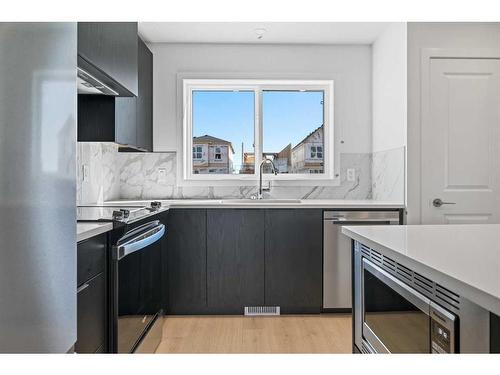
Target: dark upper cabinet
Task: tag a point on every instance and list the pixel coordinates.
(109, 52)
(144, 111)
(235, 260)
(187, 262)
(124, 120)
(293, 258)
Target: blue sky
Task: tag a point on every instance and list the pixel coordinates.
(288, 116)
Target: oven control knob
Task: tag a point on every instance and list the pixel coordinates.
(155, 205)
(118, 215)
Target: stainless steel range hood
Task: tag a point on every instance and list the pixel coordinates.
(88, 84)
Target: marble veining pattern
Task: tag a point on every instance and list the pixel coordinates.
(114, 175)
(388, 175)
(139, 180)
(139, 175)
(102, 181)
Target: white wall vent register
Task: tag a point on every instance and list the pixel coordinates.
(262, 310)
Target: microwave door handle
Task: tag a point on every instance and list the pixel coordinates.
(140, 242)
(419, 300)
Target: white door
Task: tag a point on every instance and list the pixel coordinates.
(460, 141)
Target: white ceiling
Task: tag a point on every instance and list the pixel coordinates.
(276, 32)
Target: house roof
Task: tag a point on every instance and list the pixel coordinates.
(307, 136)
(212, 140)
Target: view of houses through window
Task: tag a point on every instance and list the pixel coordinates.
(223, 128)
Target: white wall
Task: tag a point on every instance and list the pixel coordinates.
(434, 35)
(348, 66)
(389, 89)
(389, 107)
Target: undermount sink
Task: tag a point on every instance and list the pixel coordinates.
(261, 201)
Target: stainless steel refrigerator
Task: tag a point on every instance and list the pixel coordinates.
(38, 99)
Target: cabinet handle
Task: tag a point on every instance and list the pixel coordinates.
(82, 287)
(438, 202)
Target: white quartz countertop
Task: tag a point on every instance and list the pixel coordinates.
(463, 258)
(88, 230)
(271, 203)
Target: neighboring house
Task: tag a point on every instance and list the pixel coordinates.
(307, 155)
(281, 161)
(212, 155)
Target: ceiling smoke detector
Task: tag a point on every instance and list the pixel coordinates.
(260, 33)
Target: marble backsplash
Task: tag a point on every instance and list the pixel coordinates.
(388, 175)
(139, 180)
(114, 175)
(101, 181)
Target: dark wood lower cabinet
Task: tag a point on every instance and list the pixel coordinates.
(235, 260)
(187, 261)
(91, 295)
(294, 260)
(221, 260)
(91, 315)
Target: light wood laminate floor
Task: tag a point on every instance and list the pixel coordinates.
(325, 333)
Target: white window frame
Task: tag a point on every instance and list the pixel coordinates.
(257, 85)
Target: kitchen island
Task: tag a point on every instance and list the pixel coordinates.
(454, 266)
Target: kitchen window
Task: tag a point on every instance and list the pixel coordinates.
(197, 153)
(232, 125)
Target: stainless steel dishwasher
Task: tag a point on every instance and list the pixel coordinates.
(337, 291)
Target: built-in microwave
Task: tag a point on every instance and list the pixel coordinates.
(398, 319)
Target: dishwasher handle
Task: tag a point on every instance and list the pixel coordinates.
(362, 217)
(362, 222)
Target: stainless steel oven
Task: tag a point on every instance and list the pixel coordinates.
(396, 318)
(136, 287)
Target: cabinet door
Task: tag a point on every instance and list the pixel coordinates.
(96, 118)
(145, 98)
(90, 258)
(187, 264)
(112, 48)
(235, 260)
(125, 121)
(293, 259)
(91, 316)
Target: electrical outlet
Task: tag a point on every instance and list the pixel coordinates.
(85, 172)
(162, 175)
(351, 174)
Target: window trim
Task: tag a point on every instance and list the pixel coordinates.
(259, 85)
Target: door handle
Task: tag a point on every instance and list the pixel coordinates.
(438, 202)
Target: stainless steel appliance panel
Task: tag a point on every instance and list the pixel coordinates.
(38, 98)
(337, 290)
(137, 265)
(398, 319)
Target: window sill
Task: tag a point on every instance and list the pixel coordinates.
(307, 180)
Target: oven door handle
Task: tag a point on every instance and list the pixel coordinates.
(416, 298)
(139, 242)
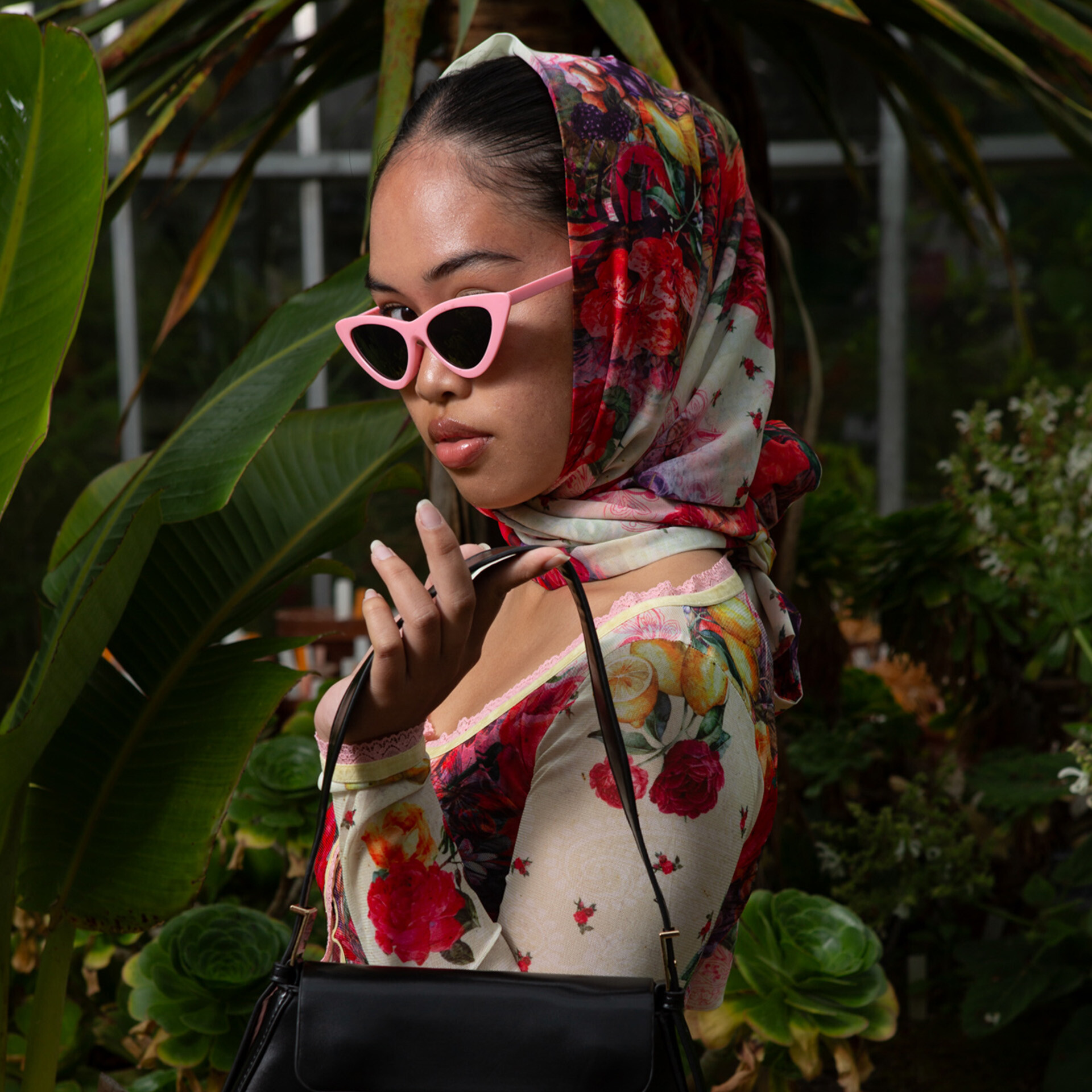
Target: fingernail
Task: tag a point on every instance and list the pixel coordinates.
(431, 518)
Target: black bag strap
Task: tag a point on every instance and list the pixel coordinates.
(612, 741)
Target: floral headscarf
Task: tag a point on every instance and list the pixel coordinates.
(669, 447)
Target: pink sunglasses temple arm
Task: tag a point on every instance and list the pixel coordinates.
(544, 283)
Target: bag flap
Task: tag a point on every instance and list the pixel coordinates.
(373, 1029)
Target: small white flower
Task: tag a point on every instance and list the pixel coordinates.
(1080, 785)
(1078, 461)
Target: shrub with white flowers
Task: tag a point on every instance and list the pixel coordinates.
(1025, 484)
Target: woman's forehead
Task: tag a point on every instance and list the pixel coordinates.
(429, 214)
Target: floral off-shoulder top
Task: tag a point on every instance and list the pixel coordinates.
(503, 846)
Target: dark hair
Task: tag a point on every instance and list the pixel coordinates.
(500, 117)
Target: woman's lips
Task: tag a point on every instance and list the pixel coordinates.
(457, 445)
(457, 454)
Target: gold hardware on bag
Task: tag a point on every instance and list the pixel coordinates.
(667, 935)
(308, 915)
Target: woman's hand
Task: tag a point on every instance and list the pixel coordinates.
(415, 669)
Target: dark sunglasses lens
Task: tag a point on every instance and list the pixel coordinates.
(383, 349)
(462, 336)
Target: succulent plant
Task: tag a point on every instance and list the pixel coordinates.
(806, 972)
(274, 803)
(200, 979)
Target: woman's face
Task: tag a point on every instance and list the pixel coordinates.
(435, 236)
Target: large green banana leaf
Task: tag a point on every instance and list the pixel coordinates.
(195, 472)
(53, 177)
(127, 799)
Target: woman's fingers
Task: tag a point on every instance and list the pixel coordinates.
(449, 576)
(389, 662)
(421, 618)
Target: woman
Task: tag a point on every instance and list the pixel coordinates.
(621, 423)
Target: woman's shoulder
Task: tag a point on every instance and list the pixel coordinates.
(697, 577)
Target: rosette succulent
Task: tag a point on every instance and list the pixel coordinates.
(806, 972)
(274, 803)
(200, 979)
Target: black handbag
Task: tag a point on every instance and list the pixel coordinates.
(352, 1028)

________

* **Exercise instructions**
Look for the word "sunglasses" in the data, then return every line that contains it.

* **Finished task**
Target: pink sunglasses temple arm
Target: dark sunglasses lens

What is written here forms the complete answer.